● **DOCUMENT EXCERPT**:
---+---

Whatever material he’s working with, one thing is certain: Kesang Lamdark doesn’t see the point in bothering with “old-fashioned stone-carving tools.” He favors found objects, and his work incorporates every material from hot-pink PVC, disco lights, Lite-Brite boxes, nail polish, and Plexiglas to mirrors, hair, and butter. It’s easy to understand why Rossi + Rossi curator Elaine W. Ng said in the gallery’s 2008 exhibition Plastic Karma, Lamdark is “a bit of an alchemist.”

You can see the influence of Dada in his work as much as you can see that of Pop Art alongside traditional Tibetan imagery, but to get a sense of what makes Lamdark’s art so special, the best way to see it is in person.

And that’s just what our packed library is waiting for on the warm October night when Lamdark sits down to discuss art, tradition, medium, identity, and much more with Tenzing Rigdol, award-winning Tibetan artist known for his own bold experiments: juxtaposing Buddhist symbolism and thangkas with Western iconography, Bollywood, pop music, and lottery scratch cards.

The son of a Drukpa (Bhutanese) woman and a Tibetan Rinpoche, Lamdark was born in Dharamsala, India, but came of age in Switzerland. There, his father, a lama, a “living Buddha,” went to work at a factory, sending his son to live with a Swiss foster family who could teach him Swiss German.

---+---

● **INFORMATION PROVIDED**:
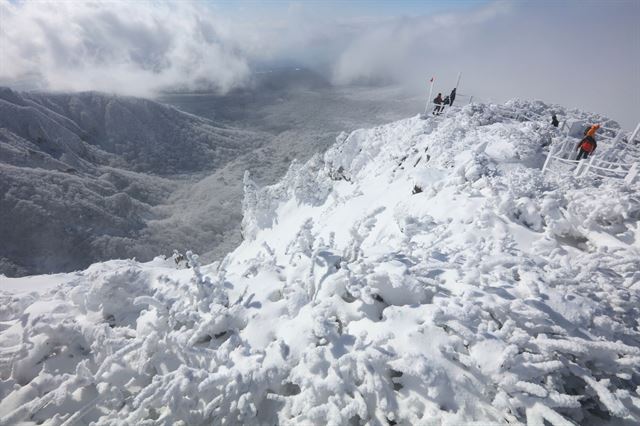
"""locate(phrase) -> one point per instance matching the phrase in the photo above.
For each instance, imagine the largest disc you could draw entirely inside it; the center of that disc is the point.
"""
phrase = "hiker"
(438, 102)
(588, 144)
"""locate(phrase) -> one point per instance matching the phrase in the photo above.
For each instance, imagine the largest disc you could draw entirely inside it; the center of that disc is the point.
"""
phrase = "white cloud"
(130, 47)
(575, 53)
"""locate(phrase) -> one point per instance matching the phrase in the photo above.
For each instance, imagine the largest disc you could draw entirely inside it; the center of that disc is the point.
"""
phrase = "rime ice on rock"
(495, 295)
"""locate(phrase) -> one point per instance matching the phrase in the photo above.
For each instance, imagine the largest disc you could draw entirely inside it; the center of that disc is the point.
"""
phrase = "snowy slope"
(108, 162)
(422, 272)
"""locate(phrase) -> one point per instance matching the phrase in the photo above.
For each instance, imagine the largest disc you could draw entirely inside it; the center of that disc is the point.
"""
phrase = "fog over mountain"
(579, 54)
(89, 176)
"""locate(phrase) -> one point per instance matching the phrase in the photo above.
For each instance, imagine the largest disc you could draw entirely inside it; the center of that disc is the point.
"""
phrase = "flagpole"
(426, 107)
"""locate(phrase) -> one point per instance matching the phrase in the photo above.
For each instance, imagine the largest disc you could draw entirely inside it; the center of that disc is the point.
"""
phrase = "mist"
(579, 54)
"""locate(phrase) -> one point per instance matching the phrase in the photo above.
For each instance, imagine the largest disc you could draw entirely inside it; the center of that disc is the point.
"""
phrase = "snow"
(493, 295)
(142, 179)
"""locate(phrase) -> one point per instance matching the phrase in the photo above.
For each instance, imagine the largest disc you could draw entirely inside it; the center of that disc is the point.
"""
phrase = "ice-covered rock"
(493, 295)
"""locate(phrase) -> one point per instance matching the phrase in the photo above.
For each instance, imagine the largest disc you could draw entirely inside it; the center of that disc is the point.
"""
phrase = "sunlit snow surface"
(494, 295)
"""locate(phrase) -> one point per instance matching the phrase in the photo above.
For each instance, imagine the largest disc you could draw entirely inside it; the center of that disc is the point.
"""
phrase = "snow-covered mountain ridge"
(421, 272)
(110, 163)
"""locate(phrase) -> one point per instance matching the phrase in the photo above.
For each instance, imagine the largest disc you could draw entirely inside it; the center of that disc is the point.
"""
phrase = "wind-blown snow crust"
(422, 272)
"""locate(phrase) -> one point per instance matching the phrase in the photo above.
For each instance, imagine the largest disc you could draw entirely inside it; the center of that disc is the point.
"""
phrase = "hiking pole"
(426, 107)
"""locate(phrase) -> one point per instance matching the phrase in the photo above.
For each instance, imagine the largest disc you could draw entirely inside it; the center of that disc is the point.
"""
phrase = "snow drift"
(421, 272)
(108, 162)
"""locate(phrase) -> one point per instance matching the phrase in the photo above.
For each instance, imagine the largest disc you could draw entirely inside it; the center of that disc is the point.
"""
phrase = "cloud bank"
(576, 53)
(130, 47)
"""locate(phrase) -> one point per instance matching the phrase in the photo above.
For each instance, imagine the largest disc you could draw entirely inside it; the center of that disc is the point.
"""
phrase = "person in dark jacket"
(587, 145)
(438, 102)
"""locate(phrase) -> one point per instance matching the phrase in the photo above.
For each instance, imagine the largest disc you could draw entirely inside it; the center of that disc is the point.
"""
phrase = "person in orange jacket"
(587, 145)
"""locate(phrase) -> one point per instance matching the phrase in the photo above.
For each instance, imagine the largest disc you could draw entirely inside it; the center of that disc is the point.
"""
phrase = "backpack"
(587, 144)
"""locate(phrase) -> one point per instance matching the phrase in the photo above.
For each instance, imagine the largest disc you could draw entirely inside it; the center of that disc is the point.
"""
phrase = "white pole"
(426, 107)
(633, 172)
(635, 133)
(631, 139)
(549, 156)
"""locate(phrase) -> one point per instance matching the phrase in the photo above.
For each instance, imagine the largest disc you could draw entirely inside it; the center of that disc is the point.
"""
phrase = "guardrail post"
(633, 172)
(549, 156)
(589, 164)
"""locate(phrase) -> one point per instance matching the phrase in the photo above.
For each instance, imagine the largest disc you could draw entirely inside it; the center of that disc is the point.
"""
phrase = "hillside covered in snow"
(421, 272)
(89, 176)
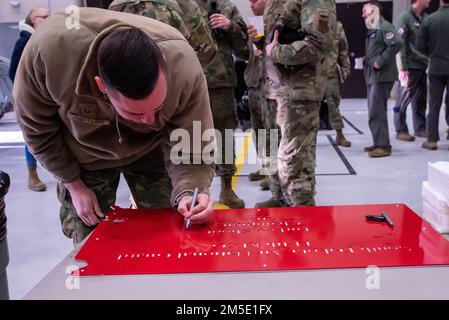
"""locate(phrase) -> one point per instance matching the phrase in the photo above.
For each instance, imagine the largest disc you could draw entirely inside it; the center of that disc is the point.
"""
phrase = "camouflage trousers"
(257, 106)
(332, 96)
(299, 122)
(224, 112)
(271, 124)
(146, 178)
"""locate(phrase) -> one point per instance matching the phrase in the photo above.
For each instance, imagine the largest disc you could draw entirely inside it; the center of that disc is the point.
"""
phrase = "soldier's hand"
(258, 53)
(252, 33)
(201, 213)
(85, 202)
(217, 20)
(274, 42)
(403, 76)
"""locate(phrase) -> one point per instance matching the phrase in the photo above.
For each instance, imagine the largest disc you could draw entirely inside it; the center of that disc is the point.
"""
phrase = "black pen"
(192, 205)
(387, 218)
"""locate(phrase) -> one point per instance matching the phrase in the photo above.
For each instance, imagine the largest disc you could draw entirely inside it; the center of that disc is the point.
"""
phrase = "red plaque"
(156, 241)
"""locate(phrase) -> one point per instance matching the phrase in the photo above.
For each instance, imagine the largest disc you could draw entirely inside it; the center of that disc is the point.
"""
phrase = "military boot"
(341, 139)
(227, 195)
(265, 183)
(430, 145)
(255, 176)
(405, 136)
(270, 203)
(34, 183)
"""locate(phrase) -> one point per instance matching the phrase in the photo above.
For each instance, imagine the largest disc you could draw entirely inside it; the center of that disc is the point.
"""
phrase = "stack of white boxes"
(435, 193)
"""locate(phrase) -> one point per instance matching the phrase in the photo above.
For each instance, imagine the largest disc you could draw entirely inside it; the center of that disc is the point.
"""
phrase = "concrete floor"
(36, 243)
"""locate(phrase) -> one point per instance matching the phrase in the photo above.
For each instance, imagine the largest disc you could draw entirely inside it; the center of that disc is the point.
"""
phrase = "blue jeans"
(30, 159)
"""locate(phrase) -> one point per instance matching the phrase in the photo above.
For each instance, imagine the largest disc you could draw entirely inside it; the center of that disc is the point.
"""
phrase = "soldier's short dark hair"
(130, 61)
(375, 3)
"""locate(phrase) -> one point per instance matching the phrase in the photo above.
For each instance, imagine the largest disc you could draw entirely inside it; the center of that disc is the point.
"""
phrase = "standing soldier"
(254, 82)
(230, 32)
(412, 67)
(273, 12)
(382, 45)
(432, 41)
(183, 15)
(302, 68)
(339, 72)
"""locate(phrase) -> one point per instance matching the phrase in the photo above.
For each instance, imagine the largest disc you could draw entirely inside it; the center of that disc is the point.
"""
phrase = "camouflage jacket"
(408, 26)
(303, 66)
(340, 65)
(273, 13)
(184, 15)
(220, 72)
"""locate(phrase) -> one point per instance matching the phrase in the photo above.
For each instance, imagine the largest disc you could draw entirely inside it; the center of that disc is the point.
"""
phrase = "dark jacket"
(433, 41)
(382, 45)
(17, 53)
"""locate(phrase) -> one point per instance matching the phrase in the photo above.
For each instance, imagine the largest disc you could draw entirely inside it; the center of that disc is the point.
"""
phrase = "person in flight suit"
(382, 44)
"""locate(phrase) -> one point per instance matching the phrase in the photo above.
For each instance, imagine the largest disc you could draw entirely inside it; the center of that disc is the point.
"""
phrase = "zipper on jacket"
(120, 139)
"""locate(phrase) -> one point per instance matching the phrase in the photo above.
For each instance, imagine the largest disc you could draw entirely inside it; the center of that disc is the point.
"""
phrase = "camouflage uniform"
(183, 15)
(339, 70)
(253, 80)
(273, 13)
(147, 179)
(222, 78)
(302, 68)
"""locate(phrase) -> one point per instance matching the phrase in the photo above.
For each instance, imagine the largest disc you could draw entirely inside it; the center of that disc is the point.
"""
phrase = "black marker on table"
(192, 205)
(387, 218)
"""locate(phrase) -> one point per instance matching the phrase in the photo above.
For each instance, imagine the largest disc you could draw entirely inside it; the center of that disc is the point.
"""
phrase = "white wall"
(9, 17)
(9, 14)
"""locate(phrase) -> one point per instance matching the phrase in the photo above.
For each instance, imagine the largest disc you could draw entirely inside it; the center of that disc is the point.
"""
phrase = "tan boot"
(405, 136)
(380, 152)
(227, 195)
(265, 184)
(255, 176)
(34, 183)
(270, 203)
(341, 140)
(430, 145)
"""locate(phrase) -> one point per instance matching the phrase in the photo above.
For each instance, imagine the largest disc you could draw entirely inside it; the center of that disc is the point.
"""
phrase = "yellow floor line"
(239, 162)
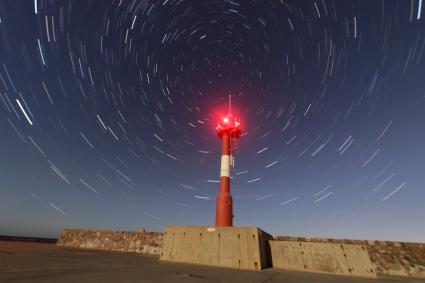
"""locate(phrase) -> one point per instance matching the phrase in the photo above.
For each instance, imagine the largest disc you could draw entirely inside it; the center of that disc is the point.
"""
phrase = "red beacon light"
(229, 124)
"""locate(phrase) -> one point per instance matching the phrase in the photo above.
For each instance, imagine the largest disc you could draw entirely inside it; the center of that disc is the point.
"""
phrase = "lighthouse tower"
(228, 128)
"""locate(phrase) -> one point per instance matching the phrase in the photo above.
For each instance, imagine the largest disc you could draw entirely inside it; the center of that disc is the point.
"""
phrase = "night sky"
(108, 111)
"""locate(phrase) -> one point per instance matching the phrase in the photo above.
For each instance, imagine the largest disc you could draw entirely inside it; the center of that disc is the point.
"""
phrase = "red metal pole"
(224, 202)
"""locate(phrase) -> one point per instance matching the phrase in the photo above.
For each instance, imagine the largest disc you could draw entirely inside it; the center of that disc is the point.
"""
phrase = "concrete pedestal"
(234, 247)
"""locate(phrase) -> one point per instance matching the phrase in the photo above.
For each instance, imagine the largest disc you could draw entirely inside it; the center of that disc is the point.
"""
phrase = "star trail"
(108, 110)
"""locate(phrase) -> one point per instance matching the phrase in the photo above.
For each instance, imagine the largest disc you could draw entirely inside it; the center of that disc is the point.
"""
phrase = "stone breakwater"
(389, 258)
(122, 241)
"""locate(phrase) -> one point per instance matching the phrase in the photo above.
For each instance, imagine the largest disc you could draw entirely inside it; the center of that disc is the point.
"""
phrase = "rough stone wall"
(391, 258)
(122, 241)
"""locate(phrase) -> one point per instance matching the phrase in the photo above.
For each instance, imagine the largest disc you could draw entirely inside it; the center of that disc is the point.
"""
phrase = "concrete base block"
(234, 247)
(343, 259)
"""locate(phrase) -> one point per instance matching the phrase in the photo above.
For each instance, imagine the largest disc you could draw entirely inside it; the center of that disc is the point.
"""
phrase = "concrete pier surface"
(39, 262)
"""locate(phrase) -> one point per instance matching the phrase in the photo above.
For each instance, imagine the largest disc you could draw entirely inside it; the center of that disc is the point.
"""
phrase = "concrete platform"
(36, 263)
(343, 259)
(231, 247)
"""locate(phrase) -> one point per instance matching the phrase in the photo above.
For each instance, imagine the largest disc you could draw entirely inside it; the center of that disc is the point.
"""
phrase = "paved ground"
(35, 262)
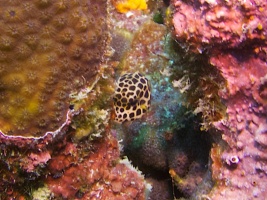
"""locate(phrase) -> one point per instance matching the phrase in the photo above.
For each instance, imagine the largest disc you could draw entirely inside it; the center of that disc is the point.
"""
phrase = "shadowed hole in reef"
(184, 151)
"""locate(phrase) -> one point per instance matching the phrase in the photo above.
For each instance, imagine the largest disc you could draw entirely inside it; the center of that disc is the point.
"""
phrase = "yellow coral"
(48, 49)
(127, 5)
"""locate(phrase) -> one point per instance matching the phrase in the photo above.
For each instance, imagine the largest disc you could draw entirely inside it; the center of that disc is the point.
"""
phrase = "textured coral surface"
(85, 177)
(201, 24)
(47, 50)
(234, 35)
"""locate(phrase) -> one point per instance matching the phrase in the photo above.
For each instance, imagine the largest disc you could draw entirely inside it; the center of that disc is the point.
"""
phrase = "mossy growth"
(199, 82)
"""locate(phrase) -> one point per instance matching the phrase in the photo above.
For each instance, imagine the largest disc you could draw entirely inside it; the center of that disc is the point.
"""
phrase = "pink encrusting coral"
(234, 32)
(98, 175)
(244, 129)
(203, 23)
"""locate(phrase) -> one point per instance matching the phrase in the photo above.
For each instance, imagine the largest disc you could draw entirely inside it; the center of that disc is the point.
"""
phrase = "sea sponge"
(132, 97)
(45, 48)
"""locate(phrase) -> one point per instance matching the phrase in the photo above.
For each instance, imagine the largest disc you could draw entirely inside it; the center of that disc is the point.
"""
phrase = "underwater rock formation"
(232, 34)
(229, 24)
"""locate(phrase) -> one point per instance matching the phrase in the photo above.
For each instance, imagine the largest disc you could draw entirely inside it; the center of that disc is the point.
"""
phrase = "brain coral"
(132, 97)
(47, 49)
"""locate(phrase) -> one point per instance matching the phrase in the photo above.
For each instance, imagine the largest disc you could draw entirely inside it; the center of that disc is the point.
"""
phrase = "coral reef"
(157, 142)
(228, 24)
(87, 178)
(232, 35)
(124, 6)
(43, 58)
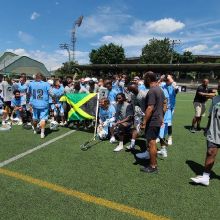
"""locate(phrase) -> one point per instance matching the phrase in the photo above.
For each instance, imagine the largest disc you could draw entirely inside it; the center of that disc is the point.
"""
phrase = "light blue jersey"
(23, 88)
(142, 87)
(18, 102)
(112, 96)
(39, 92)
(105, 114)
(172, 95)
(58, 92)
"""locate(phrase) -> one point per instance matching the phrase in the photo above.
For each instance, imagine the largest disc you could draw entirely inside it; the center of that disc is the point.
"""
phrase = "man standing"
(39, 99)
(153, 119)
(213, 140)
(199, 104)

---+---

● **INSTRUCTION A**:
According to the Lamdark profile, why did Lamdark's father send his son to live with a Swiss foster family? Answer in one to three sentences.
● **INSTRUCTION B**:
Quote the stretch of the Lamdark profile from "You can see the" through "is in person.".
The data that comes after the Lamdark profile is separate material with no connection to it.

● **ANSWER A**:
His father, a lama, had gone to work at a factory in Switzerland. He sent his son to the foster family because they could teach him Swiss German.

● **ANSWER B**:
You can see the influence of Dada in his work as much as you can see that of Pop Art alongside traditional Tibetan imagery, but to get a sense of what makes Lamdark’s art so special, the best way to see it is in person.